- TASK PROMPT:
Rewrite the items below as a Markdown table with the columns "Row" and "Line," giving each line its own numbered row and skipping blank lines. Leave the pictures out of the table.

- RECORDS FOR THE TASK:

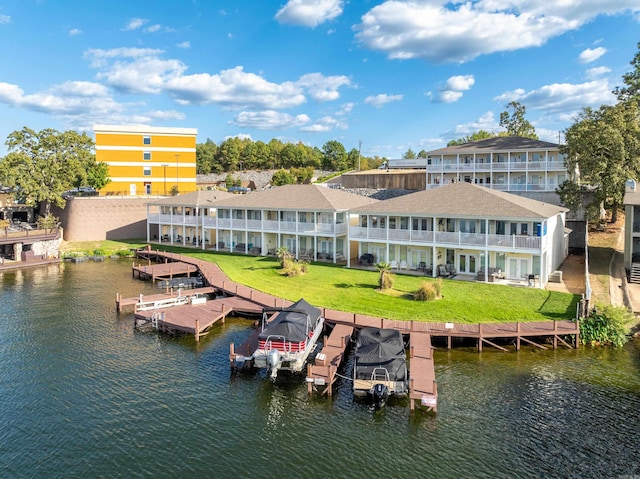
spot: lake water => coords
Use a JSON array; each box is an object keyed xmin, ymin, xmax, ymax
[{"xmin": 0, "ymin": 261, "xmax": 640, "ymax": 479}]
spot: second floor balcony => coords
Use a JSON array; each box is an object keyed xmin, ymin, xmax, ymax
[{"xmin": 349, "ymin": 226, "xmax": 544, "ymax": 251}]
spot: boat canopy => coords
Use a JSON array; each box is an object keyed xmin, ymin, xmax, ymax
[
  {"xmin": 355, "ymin": 328, "xmax": 407, "ymax": 381},
  {"xmin": 258, "ymin": 299, "xmax": 322, "ymax": 342}
]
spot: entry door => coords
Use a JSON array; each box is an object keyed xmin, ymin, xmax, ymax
[
  {"xmin": 409, "ymin": 249, "xmax": 427, "ymax": 269},
  {"xmin": 507, "ymin": 258, "xmax": 529, "ymax": 279},
  {"xmin": 458, "ymin": 254, "xmax": 476, "ymax": 274},
  {"xmin": 284, "ymin": 238, "xmax": 298, "ymax": 254}
]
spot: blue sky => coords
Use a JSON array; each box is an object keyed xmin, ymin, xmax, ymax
[{"xmin": 0, "ymin": 0, "xmax": 640, "ymax": 158}]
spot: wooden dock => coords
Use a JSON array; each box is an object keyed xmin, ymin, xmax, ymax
[
  {"xmin": 117, "ymin": 249, "xmax": 580, "ymax": 411},
  {"xmin": 307, "ymin": 324, "xmax": 354, "ymax": 396},
  {"xmin": 131, "ymin": 261, "xmax": 198, "ymax": 283},
  {"xmin": 134, "ymin": 296, "xmax": 262, "ymax": 341},
  {"xmin": 409, "ymin": 332, "xmax": 438, "ymax": 412}
]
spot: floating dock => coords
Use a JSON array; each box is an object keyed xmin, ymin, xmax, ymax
[{"xmin": 121, "ymin": 249, "xmax": 580, "ymax": 411}]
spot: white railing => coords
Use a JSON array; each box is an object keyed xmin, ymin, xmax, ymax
[{"xmin": 349, "ymin": 226, "xmax": 543, "ymax": 250}]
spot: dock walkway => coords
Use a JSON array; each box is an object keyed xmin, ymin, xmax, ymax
[
  {"xmin": 307, "ymin": 326, "xmax": 354, "ymax": 396},
  {"xmin": 122, "ymin": 249, "xmax": 580, "ymax": 411}
]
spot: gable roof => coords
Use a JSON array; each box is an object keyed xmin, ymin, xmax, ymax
[
  {"xmin": 208, "ymin": 185, "xmax": 378, "ymax": 211},
  {"xmin": 351, "ymin": 181, "xmax": 568, "ymax": 219},
  {"xmin": 427, "ymin": 136, "xmax": 560, "ymax": 155},
  {"xmin": 148, "ymin": 190, "xmax": 237, "ymax": 207}
]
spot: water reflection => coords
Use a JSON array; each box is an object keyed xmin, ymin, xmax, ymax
[{"xmin": 0, "ymin": 261, "xmax": 640, "ymax": 478}]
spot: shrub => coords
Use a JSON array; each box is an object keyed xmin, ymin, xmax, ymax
[
  {"xmin": 580, "ymin": 305, "xmax": 634, "ymax": 347},
  {"xmin": 413, "ymin": 282, "xmax": 439, "ymax": 301},
  {"xmin": 282, "ymin": 259, "xmax": 309, "ymax": 276}
]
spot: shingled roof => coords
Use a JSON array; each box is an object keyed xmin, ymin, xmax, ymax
[
  {"xmin": 427, "ymin": 136, "xmax": 559, "ymax": 155},
  {"xmin": 208, "ymin": 185, "xmax": 378, "ymax": 211},
  {"xmin": 149, "ymin": 190, "xmax": 237, "ymax": 207},
  {"xmin": 351, "ymin": 181, "xmax": 568, "ymax": 219}
]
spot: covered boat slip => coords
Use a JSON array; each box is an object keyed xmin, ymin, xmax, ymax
[
  {"xmin": 251, "ymin": 299, "xmax": 324, "ymax": 379},
  {"xmin": 353, "ymin": 327, "xmax": 407, "ymax": 396}
]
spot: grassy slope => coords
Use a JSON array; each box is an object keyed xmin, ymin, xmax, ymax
[{"xmin": 67, "ymin": 242, "xmax": 579, "ymax": 323}]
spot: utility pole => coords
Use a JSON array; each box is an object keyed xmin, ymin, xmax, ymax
[{"xmin": 176, "ymin": 155, "xmax": 180, "ymax": 193}]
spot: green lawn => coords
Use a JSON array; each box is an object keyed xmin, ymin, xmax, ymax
[
  {"xmin": 165, "ymin": 249, "xmax": 579, "ymax": 323},
  {"xmin": 63, "ymin": 242, "xmax": 579, "ymax": 323}
]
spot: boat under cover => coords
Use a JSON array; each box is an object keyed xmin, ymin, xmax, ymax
[
  {"xmin": 252, "ymin": 299, "xmax": 324, "ymax": 380},
  {"xmin": 353, "ymin": 327, "xmax": 408, "ymax": 405}
]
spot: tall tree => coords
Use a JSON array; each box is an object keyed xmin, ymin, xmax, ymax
[
  {"xmin": 447, "ymin": 130, "xmax": 496, "ymax": 146},
  {"xmin": 0, "ymin": 127, "xmax": 95, "ymax": 214},
  {"xmin": 559, "ymin": 101, "xmax": 640, "ymax": 222},
  {"xmin": 196, "ymin": 138, "xmax": 221, "ymax": 175},
  {"xmin": 322, "ymin": 140, "xmax": 348, "ymax": 171},
  {"xmin": 500, "ymin": 101, "xmax": 538, "ymax": 140},
  {"xmin": 402, "ymin": 148, "xmax": 416, "ymax": 160}
]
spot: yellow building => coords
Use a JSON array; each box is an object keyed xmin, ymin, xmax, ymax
[{"xmin": 93, "ymin": 125, "xmax": 198, "ymax": 196}]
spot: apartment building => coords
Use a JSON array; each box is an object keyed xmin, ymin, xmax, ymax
[{"xmin": 93, "ymin": 125, "xmax": 198, "ymax": 196}]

- CORRECT OUTPUT:
| Row | Line |
|---|---|
| 1 | spot: lake water => coords |
| 2 | Use a JSON array; each box is an object keyed xmin, ymin, xmax, ymax |
| 3 | [{"xmin": 0, "ymin": 261, "xmax": 640, "ymax": 479}] |
| 4 | spot: second floor balcony => coords |
| 5 | Use a JSON array; each box is an object keyed xmin, ymin, xmax, ymax |
| 6 | [{"xmin": 349, "ymin": 226, "xmax": 544, "ymax": 251}] |
| 7 | spot: boat canopy => coords |
| 8 | Use a JSON array; each box is an object keyed xmin, ymin, xmax, ymax |
| 9 | [ |
| 10 |   {"xmin": 355, "ymin": 328, "xmax": 407, "ymax": 381}, |
| 11 |   {"xmin": 258, "ymin": 299, "xmax": 322, "ymax": 342} |
| 12 | ] |
| 13 | spot: entry door => coords |
| 14 | Use a JSON array; each box is an object keyed xmin, ymin, xmax, ymax |
| 15 | [ |
| 16 |   {"xmin": 409, "ymin": 249, "xmax": 427, "ymax": 269}, |
| 17 |   {"xmin": 507, "ymin": 258, "xmax": 529, "ymax": 279}, |
| 18 |   {"xmin": 458, "ymin": 254, "xmax": 476, "ymax": 274}, |
| 19 |   {"xmin": 284, "ymin": 238, "xmax": 298, "ymax": 254} |
| 20 | ] |
| 21 | spot: blue sky => coords |
| 22 | Use a JSON array; each box is an object keyed xmin, ymin, xmax, ymax |
| 23 | [{"xmin": 0, "ymin": 0, "xmax": 640, "ymax": 158}] |
| 24 | spot: wooden dock => coords |
| 25 | Use a JSON array; each box is an object keyed xmin, ymin, xmax, ymax |
| 26 | [ |
| 27 |   {"xmin": 117, "ymin": 249, "xmax": 580, "ymax": 411}, |
| 28 |   {"xmin": 307, "ymin": 324, "xmax": 354, "ymax": 396}, |
| 29 |   {"xmin": 131, "ymin": 261, "xmax": 198, "ymax": 283}, |
| 30 |   {"xmin": 134, "ymin": 296, "xmax": 262, "ymax": 341}, |
| 31 |   {"xmin": 409, "ymin": 332, "xmax": 438, "ymax": 412} |
| 32 | ] |
| 33 | spot: floating dock => coords |
| 34 | Use a JSON array; each box is an object keyed xmin, ymin, xmax, ymax |
| 35 | [{"xmin": 121, "ymin": 249, "xmax": 580, "ymax": 411}] |
| 36 | spot: white railing => coords |
| 37 | Use a JSON array; each box is an object keyed xmin, ymin, xmax, ymax |
| 38 | [{"xmin": 349, "ymin": 226, "xmax": 543, "ymax": 250}] |
| 39 | spot: dock walkway => coords |
| 40 | Use a JSON array; each box is an object keyed xmin, ymin, xmax, ymax |
| 41 | [ |
| 42 |   {"xmin": 307, "ymin": 326, "xmax": 354, "ymax": 396}, |
| 43 |   {"xmin": 122, "ymin": 249, "xmax": 580, "ymax": 411} |
| 44 | ] |
| 45 | spot: gable roof => coords |
| 46 | Use a JSON array; each box is an object keyed xmin, ymin, xmax, ymax |
| 47 | [ |
| 48 |   {"xmin": 208, "ymin": 185, "xmax": 378, "ymax": 211}, |
| 49 |   {"xmin": 351, "ymin": 181, "xmax": 568, "ymax": 219}, |
| 50 |   {"xmin": 427, "ymin": 136, "xmax": 560, "ymax": 155}, |
| 51 |   {"xmin": 148, "ymin": 190, "xmax": 237, "ymax": 207} |
| 52 | ] |
| 53 | spot: water reflection => coords |
| 54 | Use a JSON array; each box is an object keyed xmin, ymin, xmax, ymax |
| 55 | [{"xmin": 0, "ymin": 261, "xmax": 640, "ymax": 478}] |
| 56 | spot: shrub => coords |
| 57 | Use a JSON array; each box is an object keyed xmin, ymin, xmax, ymax |
| 58 | [ |
| 59 |   {"xmin": 580, "ymin": 305, "xmax": 634, "ymax": 347}, |
| 60 |   {"xmin": 413, "ymin": 282, "xmax": 439, "ymax": 301}, |
| 61 |   {"xmin": 282, "ymin": 259, "xmax": 309, "ymax": 276} |
| 62 | ] |
| 63 | spot: shingled roof => coords |
| 64 | Use a JSON array; each box is an object keyed xmin, ymin, xmax, ymax |
| 65 | [ |
| 66 |   {"xmin": 427, "ymin": 136, "xmax": 559, "ymax": 155}, |
| 67 |   {"xmin": 208, "ymin": 185, "xmax": 378, "ymax": 211}, |
| 68 |   {"xmin": 149, "ymin": 190, "xmax": 237, "ymax": 207}, |
| 69 |   {"xmin": 351, "ymin": 181, "xmax": 568, "ymax": 219} |
| 70 | ] |
| 71 | spot: covered boat slip => coords |
| 72 | Use a JSON array; each box is an object keyed xmin, ymin, xmax, ymax |
| 73 | [ |
| 74 |   {"xmin": 251, "ymin": 299, "xmax": 324, "ymax": 379}, |
| 75 |   {"xmin": 353, "ymin": 327, "xmax": 407, "ymax": 396} |
| 76 | ] |
| 77 | spot: grassy slope => coords |
| 78 | Use a JSON array; each box is an object keyed xmin, ymin, xmax, ymax |
| 79 | [{"xmin": 67, "ymin": 242, "xmax": 579, "ymax": 323}] |
| 80 | spot: utility pole => coords |
| 81 | Use a JSON array; each box is an object keyed xmin, ymin, xmax, ymax |
| 82 | [{"xmin": 176, "ymin": 155, "xmax": 180, "ymax": 193}] |
| 83 | spot: green lawn => coords |
| 84 | Use a JSON array; each box is an object keyed xmin, ymin, xmax, ymax |
| 85 | [ |
| 86 |   {"xmin": 165, "ymin": 249, "xmax": 579, "ymax": 323}, |
| 87 |   {"xmin": 63, "ymin": 242, "xmax": 579, "ymax": 323} |
| 88 | ] |
| 89 | spot: boat under cover => coords |
| 90 | Use a JSON array; each box is an object keyed xmin, ymin, xmax, ymax |
| 91 | [ |
| 92 |   {"xmin": 252, "ymin": 299, "xmax": 324, "ymax": 380}, |
| 93 |   {"xmin": 353, "ymin": 327, "xmax": 408, "ymax": 405} |
| 94 | ] |
| 95 | spot: tall tree => coords |
| 96 | Use a JSON array; each box is an object keyed xmin, ymin, xmax, ymax |
| 97 | [ |
| 98 |   {"xmin": 447, "ymin": 130, "xmax": 496, "ymax": 146}, |
| 99 |   {"xmin": 0, "ymin": 127, "xmax": 95, "ymax": 214}, |
| 100 |   {"xmin": 559, "ymin": 101, "xmax": 640, "ymax": 222}, |
| 101 |   {"xmin": 196, "ymin": 138, "xmax": 221, "ymax": 175}, |
| 102 |   {"xmin": 322, "ymin": 140, "xmax": 348, "ymax": 171}, |
| 103 |   {"xmin": 500, "ymin": 101, "xmax": 538, "ymax": 140}, |
| 104 |   {"xmin": 402, "ymin": 148, "xmax": 416, "ymax": 160} |
| 105 | ] |
| 106 | spot: yellow building => coords |
| 107 | Use a JSON array; each box is an object keyed xmin, ymin, xmax, ymax |
| 108 | [{"xmin": 93, "ymin": 125, "xmax": 198, "ymax": 196}] |
| 109 | spot: apartment building => coords |
| 110 | Use a JSON array; each box is an object keyed xmin, ymin, xmax, ymax |
| 111 | [{"xmin": 93, "ymin": 125, "xmax": 198, "ymax": 196}] |